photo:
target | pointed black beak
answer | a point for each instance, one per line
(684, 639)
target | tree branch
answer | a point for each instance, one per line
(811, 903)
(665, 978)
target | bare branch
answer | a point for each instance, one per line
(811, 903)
=-=-=
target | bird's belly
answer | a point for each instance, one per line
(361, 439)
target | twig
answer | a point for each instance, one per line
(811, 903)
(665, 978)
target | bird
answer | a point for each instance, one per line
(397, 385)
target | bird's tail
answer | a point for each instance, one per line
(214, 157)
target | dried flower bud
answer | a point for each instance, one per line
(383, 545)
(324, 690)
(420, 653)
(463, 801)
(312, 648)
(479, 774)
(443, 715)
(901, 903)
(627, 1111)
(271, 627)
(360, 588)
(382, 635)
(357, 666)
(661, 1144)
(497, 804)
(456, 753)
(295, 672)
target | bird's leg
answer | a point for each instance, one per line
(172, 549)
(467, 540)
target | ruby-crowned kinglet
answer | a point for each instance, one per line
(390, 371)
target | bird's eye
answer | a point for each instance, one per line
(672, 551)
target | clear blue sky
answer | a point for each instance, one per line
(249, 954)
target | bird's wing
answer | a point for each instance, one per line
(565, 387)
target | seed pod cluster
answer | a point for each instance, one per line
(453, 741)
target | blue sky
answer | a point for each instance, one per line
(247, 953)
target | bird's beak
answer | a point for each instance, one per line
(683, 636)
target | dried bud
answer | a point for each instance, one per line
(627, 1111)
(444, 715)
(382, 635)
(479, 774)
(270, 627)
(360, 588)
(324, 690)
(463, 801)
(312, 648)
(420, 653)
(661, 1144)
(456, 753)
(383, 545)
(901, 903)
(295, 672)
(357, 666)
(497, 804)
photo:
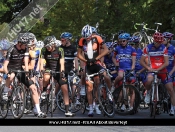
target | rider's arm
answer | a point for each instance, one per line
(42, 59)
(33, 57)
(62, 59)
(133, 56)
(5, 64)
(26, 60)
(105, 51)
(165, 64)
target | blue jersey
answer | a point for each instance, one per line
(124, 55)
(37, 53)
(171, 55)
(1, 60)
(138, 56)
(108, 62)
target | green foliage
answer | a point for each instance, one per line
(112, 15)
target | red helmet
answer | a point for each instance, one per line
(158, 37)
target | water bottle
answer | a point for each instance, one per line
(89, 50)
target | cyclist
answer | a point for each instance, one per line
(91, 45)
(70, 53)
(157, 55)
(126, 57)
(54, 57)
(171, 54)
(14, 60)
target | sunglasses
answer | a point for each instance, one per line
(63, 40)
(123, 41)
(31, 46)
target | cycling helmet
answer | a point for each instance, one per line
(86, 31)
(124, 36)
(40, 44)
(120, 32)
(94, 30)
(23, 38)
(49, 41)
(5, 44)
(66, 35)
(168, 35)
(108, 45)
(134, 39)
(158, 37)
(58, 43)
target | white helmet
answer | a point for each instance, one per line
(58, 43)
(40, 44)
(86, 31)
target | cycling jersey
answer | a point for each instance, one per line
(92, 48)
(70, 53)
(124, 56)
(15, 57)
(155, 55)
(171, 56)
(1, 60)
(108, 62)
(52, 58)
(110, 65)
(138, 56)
=-=-=
TASK PROMPT -> Each line in the data that holds the string "cycling" needs to be copied.

RESULT OF THE EXERCISE ->
target | cycling helmet
target | cycling jersey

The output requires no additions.